(Outline annotation records)
--- begin ---

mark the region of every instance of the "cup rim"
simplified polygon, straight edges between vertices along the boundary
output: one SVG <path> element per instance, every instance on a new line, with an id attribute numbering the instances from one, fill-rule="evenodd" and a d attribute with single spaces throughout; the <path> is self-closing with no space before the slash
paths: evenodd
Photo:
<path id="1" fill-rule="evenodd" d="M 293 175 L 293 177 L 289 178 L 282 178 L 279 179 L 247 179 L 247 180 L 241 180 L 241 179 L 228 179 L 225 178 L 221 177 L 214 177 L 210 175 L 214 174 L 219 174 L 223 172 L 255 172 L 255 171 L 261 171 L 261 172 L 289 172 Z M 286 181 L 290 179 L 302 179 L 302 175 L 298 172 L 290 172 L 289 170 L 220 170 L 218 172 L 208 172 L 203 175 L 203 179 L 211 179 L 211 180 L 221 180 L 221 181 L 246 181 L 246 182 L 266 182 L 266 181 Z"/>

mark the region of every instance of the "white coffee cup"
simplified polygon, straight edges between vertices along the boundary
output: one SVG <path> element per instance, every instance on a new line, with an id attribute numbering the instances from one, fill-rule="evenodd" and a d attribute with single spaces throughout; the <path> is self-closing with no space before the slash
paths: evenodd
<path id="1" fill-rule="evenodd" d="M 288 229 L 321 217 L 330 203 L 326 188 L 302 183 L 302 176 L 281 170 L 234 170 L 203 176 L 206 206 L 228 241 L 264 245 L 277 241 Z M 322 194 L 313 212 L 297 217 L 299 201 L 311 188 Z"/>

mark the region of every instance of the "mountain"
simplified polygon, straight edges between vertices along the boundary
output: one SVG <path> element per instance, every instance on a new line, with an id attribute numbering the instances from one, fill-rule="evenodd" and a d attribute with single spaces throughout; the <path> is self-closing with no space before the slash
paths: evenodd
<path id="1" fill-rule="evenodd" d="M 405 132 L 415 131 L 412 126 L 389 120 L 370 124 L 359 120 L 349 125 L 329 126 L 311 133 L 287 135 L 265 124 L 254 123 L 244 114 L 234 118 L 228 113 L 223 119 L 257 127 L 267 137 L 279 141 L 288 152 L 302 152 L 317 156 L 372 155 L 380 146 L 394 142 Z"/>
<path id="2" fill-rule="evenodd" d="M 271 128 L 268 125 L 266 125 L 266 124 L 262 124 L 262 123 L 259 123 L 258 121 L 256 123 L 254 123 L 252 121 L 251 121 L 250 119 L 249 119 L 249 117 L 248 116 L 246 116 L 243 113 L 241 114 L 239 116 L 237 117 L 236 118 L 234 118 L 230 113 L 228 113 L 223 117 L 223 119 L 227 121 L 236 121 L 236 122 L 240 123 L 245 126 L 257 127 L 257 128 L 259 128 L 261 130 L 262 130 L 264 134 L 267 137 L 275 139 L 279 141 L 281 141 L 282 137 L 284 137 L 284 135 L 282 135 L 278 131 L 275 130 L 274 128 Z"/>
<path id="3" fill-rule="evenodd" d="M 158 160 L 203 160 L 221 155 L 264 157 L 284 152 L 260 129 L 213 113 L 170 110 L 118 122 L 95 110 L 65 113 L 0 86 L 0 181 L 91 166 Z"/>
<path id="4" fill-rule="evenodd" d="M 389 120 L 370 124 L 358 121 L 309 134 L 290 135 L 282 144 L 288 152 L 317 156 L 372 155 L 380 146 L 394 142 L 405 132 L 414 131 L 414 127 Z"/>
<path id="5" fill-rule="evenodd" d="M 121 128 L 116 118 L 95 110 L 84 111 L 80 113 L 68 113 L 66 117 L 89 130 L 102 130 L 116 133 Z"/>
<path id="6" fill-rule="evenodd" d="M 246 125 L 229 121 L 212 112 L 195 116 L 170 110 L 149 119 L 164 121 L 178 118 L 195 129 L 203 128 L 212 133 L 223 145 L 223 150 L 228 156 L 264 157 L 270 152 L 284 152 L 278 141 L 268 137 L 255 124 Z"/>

--- end ---

→ **What this task involves**:
Reproduce every one of the entries above, swapping "straight edges" for "linear segments" wherever it occurs and leaving everything else untouched.

→ **Exercise response**:
mark the region of every instance of the "cup rim"
simplified polygon, linear segments between vertices along the boundary
output: one SVG <path> element per instance, every instance on a new line, with an id attribute numbering the instances from one, fill-rule="evenodd" and a d attribute with single spaces throughout; the <path> is self-closing with no space before the slash
paths: evenodd
Photo:
<path id="1" fill-rule="evenodd" d="M 293 175 L 293 177 L 289 178 L 282 178 L 279 179 L 247 179 L 247 180 L 241 180 L 241 179 L 228 179 L 225 178 L 221 177 L 214 177 L 210 175 L 214 174 L 219 174 L 223 172 L 255 172 L 255 171 L 261 171 L 261 172 L 289 172 Z M 286 181 L 290 179 L 302 179 L 302 175 L 298 172 L 290 172 L 289 170 L 220 170 L 218 172 L 208 172 L 203 175 L 203 179 L 211 179 L 211 180 L 221 180 L 221 181 L 246 181 L 246 182 L 266 182 L 266 181 Z"/>

mark the region of every instance of the "white coffee cup"
simplified polygon, linear segments between vertices along the boundary
output: one SVG <path> element per instance, every instance on a new line, with an id attribute numbering the instances from one, fill-rule="evenodd" and a d attribute with single spaces throughout; the <path> is self-closing with no space before the slash
paths: evenodd
<path id="1" fill-rule="evenodd" d="M 288 229 L 321 217 L 330 203 L 326 188 L 302 183 L 302 176 L 281 170 L 234 170 L 203 176 L 206 206 L 228 241 L 264 245 L 277 241 Z M 322 194 L 313 212 L 297 217 L 299 201 L 311 188 Z"/>

mark the region of every instance of the "mountain"
simplified polygon, linear segments between vertices along the boundary
output: one SVG <path> element per instance, every instance on a new line, with an id attribute numbering the instances from one, fill-rule="evenodd" and a d attribute with single spaces throughout; the <path> is self-closing with no space before the slash
paths: evenodd
<path id="1" fill-rule="evenodd" d="M 405 132 L 415 131 L 412 126 L 389 120 L 370 124 L 359 120 L 349 125 L 329 126 L 311 133 L 287 135 L 265 124 L 254 123 L 244 114 L 234 118 L 228 113 L 223 119 L 257 127 L 267 137 L 279 141 L 288 152 L 302 152 L 317 156 L 372 155 L 380 146 L 394 142 Z"/>
<path id="2" fill-rule="evenodd" d="M 271 128 L 268 125 L 266 125 L 266 124 L 262 124 L 262 123 L 259 123 L 258 121 L 256 123 L 254 123 L 252 121 L 251 121 L 250 119 L 249 119 L 249 117 L 248 116 L 246 116 L 243 113 L 241 114 L 239 116 L 237 117 L 236 118 L 234 118 L 230 113 L 228 113 L 223 117 L 223 119 L 227 121 L 236 121 L 236 122 L 240 123 L 245 126 L 257 127 L 257 128 L 259 128 L 261 130 L 262 130 L 264 134 L 267 137 L 275 139 L 279 141 L 281 141 L 282 137 L 284 137 L 284 135 L 282 135 L 278 131 L 275 130 L 274 128 Z"/>
<path id="3" fill-rule="evenodd" d="M 158 160 L 203 160 L 221 155 L 264 157 L 284 152 L 260 129 L 213 113 L 170 110 L 118 122 L 95 110 L 65 113 L 0 86 L 0 181 L 91 166 Z"/>
<path id="4" fill-rule="evenodd" d="M 389 120 L 370 124 L 358 121 L 309 134 L 290 135 L 282 144 L 288 152 L 317 156 L 372 155 L 380 146 L 394 142 L 405 132 L 414 131 L 414 127 Z"/>
<path id="5" fill-rule="evenodd" d="M 121 128 L 116 118 L 95 110 L 84 111 L 80 113 L 68 113 L 66 117 L 89 130 L 102 130 L 116 133 Z"/>
<path id="6" fill-rule="evenodd" d="M 246 125 L 229 121 L 212 112 L 195 116 L 170 110 L 149 119 L 164 121 L 178 118 L 195 129 L 203 128 L 212 133 L 223 145 L 223 150 L 228 156 L 264 157 L 270 152 L 284 152 L 278 141 L 268 137 L 255 124 Z"/>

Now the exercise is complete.